++++ SOURCE PASSAGE ++++

The agency’s top official even publicly asked for guidance from Congress, because PHMSA is operating on expired and outdated directives from the PIPES Act of 2016.
Four years later, the world is a very different place. New pipeline added — and replaced, repaired and retired — now amounts to a massive 2.8-million-mile network and requires renewed regulatory oversight.
Evolving political, environmental and safety realities necessitate new prioritization. For public safety, this program must be reauthorized with the latest information, priorities and safety objectives.
Delay is not new. A 266-day gap in authorization occurred between PHMSA’s last expiration and the PIPES Act of 2016. But delay is not an intended feature of the process.
The current and previous delays occur for two general reasons: First, because the pipeline safety program is so critical, and great deliberation goes into it; and second, because lawmakers can delay due to separable appropriations and authorizations.
The bipartisan nature of past authorizations explains part of the delay. It takes time for both sides of the aisle to come together and define the objectives and priorities in the nation’s best interest. This is good, and bipartisanship on pipeline safety is a necessity.
Beyond partisan compromise is bicameralism. Like all bills, the pipeline safety program has to be authorized by the House and Senate.
Making matters slower, the House has two committees with overlapping jurisdiction, meaning there could be three total bills to reconcile. Aligning preferences and policies across three committees, two parties and two chambers is a tall order — but a doable and highly precedented one.
The 2016 authorization had two majorly controversial hurdles: a Senate version requiring unredacted oil spill data, and a House version allowing private lawsuits against PHMSA. These were ultimately reconciled to allow the critical safety regulator to get to work. Unfortunately, the current authorization debate has been racked with a new unyielding partisanship.
Disagreement exists between certain House and Senate lawmakers over adding environmental protections that are typically not included in pipeline safety reauthorization — essentially recasting PHMSA into an environmental regulator in addition to a safety regulator.
Even with bipartisan deliberation, delay is unnecessary. Thorough debate and compromise should take place well before authorization expires, and not rely on appropriations to buy time. Secretary of Transportation Elaine Chao provided her proposal four months before the program expired.
Congress could have acted early. Now in the face of a pandemic crisis, reauthorization is still waiting — and still critical.
Even today, the energy for hospitals and many raw materials for cleaning and medical products fall under the purview of this agency.
The continued appropriations safety net means that PHMSA can be pushed to the backburner with the security of knowing it won’t disappear. But money to PHMSA is not the same as programmatic authority and guidance, and for a public safety regulator, delay means weaker safety measures calibrated for the past, not the future.
Authorization delay can lead to financial losses, property damage and casualties. Had new guidance and mandates been put in law months ago, they could be in practice today, providing better oversight and safer outcomes.
The last authorization required a study of new technology and practices. That study was completed, and its findings must be incorporated into the reauthorization. These include innovative technological and communications tools such as enhanced positive response techniques proven to reduce damage and incidents while increasing efficiency.
Congress must seriously consider the reauthorization of this public safety program in this next COVID-19 response package. The pipeline industry is without a doubt critical infrastructure, and reauthorizing this agency would allow more efficient investment, without adding to the bill’s price tag. Our pipeline safety regulators need guidance, and with millions of barrels of critical materials crossing the country every day, it is time they had it.
Benjamin R. Dierker is the director of public policy for the Alliance for Innovation and Infrastructure.

++++

TASKS –
a) From the pipeline safety passage, extract the wording from "The continued appropriations" up to and including "not the future.", unchanged.
b) Answer these questions using the pipeline safety passage:
(i) How many miles long is the pipeline network now?
(ii) How many days long was the gap in authorization before the PIPES Act of 2016?
(iii) How many months before the program expired did Secretary of Transportation Elaine Chao provide her proposal?
Answer from the pipeline safety passage alone.

++++ LISTED RECORDS ++++

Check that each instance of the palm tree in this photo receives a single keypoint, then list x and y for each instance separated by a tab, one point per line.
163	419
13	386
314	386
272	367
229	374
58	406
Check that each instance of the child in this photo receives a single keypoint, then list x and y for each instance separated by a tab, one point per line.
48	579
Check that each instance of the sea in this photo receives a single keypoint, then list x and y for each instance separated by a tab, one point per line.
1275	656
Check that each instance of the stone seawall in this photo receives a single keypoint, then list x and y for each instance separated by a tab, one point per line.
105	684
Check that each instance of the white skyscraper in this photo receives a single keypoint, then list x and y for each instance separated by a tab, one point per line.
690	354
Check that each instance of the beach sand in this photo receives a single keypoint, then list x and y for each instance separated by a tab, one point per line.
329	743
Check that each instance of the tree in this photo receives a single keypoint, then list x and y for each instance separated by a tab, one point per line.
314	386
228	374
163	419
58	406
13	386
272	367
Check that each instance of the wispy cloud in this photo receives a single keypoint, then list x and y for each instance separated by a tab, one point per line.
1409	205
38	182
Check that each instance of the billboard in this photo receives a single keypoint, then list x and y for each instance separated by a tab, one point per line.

++++

SOLUTION LIST –
a)
The continued appropriations safety net means that PHMSA can be pushed to the backburner with the security of knowing it won’t disappear. But money to PHMSA is not the same as programmatic authority and guidance, and for a public safety regulator, delay means weaker safety measures calibrated for the past, not the future.

b)
(i) 2.8 million miles
(ii) 266 days
(iii) Four months